## How to complete this task
Here is a listing. Set it down again exactly.

## Records to process

______

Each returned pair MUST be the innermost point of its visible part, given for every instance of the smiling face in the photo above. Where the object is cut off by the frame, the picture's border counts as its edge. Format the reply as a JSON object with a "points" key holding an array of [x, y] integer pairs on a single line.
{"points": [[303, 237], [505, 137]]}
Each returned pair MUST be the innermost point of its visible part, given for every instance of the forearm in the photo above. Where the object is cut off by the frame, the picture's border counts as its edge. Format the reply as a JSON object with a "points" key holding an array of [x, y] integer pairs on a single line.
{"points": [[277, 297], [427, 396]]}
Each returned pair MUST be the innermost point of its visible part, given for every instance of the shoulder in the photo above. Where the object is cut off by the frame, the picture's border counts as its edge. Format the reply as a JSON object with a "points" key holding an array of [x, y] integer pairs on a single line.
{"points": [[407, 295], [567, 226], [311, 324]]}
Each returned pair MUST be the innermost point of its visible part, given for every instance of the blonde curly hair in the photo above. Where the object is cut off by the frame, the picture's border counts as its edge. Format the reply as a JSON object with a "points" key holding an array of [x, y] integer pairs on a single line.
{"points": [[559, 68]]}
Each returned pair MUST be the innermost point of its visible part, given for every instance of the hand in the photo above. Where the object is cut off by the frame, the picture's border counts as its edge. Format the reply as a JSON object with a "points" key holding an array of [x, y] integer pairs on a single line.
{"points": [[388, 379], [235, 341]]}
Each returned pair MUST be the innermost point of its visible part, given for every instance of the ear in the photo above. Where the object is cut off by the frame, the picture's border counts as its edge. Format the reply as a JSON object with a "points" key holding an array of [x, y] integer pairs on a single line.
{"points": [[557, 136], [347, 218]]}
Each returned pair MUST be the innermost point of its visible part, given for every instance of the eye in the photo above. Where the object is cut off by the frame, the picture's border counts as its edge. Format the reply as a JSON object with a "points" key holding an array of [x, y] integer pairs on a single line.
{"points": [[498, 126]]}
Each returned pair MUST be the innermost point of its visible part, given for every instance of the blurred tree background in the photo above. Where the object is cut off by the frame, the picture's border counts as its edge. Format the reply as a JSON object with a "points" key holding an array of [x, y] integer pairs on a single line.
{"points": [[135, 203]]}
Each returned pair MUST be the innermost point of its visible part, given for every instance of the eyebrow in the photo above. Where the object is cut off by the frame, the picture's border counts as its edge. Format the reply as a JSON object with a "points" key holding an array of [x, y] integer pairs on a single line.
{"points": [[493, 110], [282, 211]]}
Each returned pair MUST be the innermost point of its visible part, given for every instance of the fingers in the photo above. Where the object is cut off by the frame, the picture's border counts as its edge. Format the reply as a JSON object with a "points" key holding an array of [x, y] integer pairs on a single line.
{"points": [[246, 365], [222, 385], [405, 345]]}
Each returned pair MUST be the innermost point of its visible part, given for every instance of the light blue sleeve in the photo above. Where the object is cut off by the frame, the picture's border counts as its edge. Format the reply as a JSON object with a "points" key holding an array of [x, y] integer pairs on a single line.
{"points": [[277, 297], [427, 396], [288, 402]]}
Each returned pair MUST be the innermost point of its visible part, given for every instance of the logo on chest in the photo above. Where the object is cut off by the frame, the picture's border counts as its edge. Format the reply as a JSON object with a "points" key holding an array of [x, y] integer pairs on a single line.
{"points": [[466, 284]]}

______

## Expected answer
Each returned pair MUST be the innermost point of its visible part, given for every instance of the smiling face in the photo above. Where the object is cut off by the frame, the picture's border counts as its edge. Format the reply as a JSON object with a "points" key holding an array of [x, y] integer pairs on a single line.
{"points": [[303, 237], [505, 137]]}
Each returned pair MUST be the innermost point of its visible part, given for every instance of the forearm in the photo above. Where the object is cut off by the frame, the picture's border counts as its edge. Format the reply as a JSON object with a "points" key holding an array of [x, y] integer pairs on a single line.
{"points": [[277, 297], [427, 396]]}
Each returned pair MUST be the innermost point of its visible part, given for every instance of the shoulder in the photo above. Where the object is cut off by the frame, the picture's border counts as its edge. Format the reply as a JSON object with a "points" key holding an array of [x, y] integer pairs on a single line.
{"points": [[407, 295], [567, 226], [311, 324]]}
Each returned pair MUST be the innermost point of its visible part, given for every instance of the blonde curly hair in the photo above. Where the object is cut off by the frame, the picture's border counts as its edge. Format the reply as a JSON object with a "points" key holding an array of [x, y] integer pairs on a single line.
{"points": [[559, 68]]}
Each returned pair MUST be the innermost point of its visible part, given for every instance of the hand in the photo above. Where the object is cut off by the frame, the picture's border counts as its edge. Format the reply as a JSON object with a "points" key holding an array of [x, y] integer pairs on a single line.
{"points": [[388, 379], [235, 341]]}
Each returned pair MUST be the innermost point of its visible part, given for every instance of the ear in the photo above. Where the object is cut off by the frame, the picture's border counts as its edge. Format the reply as a JSON object with a "points" key holding an array of [x, y] integer pairs on a single line.
{"points": [[557, 136], [347, 218]]}
Each returned pair MUST be the innermost point of its visible part, given for every instance of the eye in the photo above. Where the object is cut off by the frame, the picture's border counts as its edge. Format the reply as a JSON object with a "points" key holding an array of [x, y] integer pairs on a single line.
{"points": [[498, 126]]}
Each returned pair MUST be the innermost point of its visible part, given for every instance of the blurred tree background in the photo above. Where the object is cut off by the frame, the picture's border counts as its edge. Format the reply as a JSON object with a "points" key holding an array of [x, y] integer pairs on a single line.
{"points": [[135, 203]]}
Each returned pair MUST be the innermost point of its visible part, given for every instance of the eyebrow in the photo above. Where the object is cut off by the frame, the picture's border counts as its edge. Format the reply as a JSON object with a "points" key holding an array of [x, y] integer pairs on a single line.
{"points": [[493, 110], [282, 211]]}
Each returned pair MUST be the innermost point of its visible part, given for every instance of the fingers in the photo above. Where the object is cut off by the frame, the picture's border counts as its edge. Format the reply as a JSON object with a "points" key holding an array of [x, y] integer pairs on a single line.
{"points": [[246, 365], [222, 385], [405, 345]]}
Each returned pair MUST be the innermost point of its visible part, given for every instance of the light blue sleeve in the photo above. Where the object is cut off by the frame, the picture's border counts as its edge. Format the reply as a JSON object with a "points" key holding an array of [x, y] integer pairs on a single line.
{"points": [[277, 297], [427, 396], [288, 402]]}
Each returned pair MUST be the innermost point of its visible part, given for every instance of the logo on chest in the photo above. Where the object is cut off by the frame, the picture's border counts as its edge. Format the reply as a JSON object with a "points" key holding an array of [x, y] integer pairs on a single line.
{"points": [[466, 284]]}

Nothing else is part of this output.